SOURCE EXCERPT.
-- Start --

⑷土壤抗侵蚀指数与土壤可蚀性估算值之间的关系
不同模型下四种土壤的估算K值有较大差异。四种模型估算的土壤可蚀性值与抗侵蚀指数KE值之间存在较好的线性关系,并在此基础上提出了我国不同地区及不同资料情况下的土壤抗侵蚀指数的估算方法。
⑸土壤抗侵蚀指数在坡面上的验证
降雨条件下四种土壤坡面土壤侵蚀量的实测值大于计算值,究其原因是由于降雨溅蚀使得坡面径流搬运相同数量的土体所需的能耗减小造成的。计算值与实测值之间呈显著的正相关,二者之间相关性较好。
⑹土壤抗侵蚀指数的应用
将抗侵蚀指数输入区域水土流失模型模拟延河流域侵蚀产沙量,模拟得到1995年7月份延河流域出口输沙量为0.20亿t。根据中华人民共和国水利部2000年发布的《中国河流泥沙公报》显示:延河流域甘谷驿站多年平均输沙量为0.4656亿t,证明了抗侵蚀指数应用在较大区域上的可行性。
Soil as the erosion object, its anti-erosion capability reflects the sensitivity degree of soil to erosion and is the inherent factor influencing the process of soil erosion.So researching on the soil erosion mechanism and regulation of regional scale has important significance for building soil erosion prediction model of regional scale and massive work of soil and water conservation and environment construction. Based on involved scientific theory of soil erosion science, soil physics, and hydrodynamics, this research analyzed the character and mechanism of soil erosion progress of four typical soil types through artificial simulation experiments. The objective of our research is to build a comprehensive index which can reflect soil anti-erosion capability, and apply it to the regional soil erosion resrarch. Main results are as follows:
1. Proposition of soil anti-erosion index based on energy consumption theory.

-- End --

YOUR TASKS.
#1 According to the soil erosion excerpt, how many typical soil types did the research analyze through artificial simulation experiments?
#2 Pick up the soil erosion excerpt after its last line and carry it on.
The records that follow aren't needed for anything here.

EXTRACTED DATA.
-- Start --

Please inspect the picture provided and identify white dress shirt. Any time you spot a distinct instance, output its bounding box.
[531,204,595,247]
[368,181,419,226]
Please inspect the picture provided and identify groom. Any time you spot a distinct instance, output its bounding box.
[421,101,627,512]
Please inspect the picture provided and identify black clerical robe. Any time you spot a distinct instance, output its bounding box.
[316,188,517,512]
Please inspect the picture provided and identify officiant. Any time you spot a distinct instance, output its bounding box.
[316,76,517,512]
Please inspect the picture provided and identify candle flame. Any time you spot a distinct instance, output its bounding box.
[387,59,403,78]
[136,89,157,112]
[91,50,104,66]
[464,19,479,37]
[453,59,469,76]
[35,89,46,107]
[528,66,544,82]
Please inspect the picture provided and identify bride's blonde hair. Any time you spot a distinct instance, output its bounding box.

-- End --

THE REPLIES.
#1 Four.

#2
The relationship between the soil detachment and the runoff energy consumption is studied by using the law of conservation energy in this part. The soil erosion rate increases as runoff energy consumption increases, and it also tends to increase with increasing slope gradient under same runoff energy consumption. The soil erosion rate model is built, and a new erosion critical index is put forward. Based on the energy consumption theory of run-off, the concept of soil anti-erosion index (KE, g/J·cm-2·min-1) is proposed. And the expression of mean erosion index value is also built according to mean curve slope. The mean anti-erosion index values of four soils are black soil (0.081) >loess soil (0.062) > purple soil (0.047) > red soil (0.0245).
2. The relationship between soil anti-erosion index and soil erodibility
Under simulated rainfall conditions, soil erodibility K values are diverse, which shows that error will exist when soil erodibility (K-factor) is directly applied to the soil erosion calculation under single rainfall event. Slope erosion quantity showes a linear correlation with rainfall erosivity, slope gradient and slope length. Combined the course of simulated rainfall on many occasions, the K values of red soil, purple soil, black soil and loess soil are 0.0214, 0.0265, 0.0546 and 0.0784, respectively. And the relationship between soil anti-erosion index and soil erodibility is described quantitatively.
3. The relationship between soil anti-erosion index and soil anti-scourability coefficient.
Soil anti-scourability coefficients are evidently different from different parent material, which is due to difference of >0.25 mm water-stable aggregates and soil clay content. Soil anti-scourability ability is red soil > purple soil > loess soil > black soil. Soil anti-erosion index decreases as soil anti-scourability coefficient increases under different slope gradients and flows, and the both show a fine correlation of power.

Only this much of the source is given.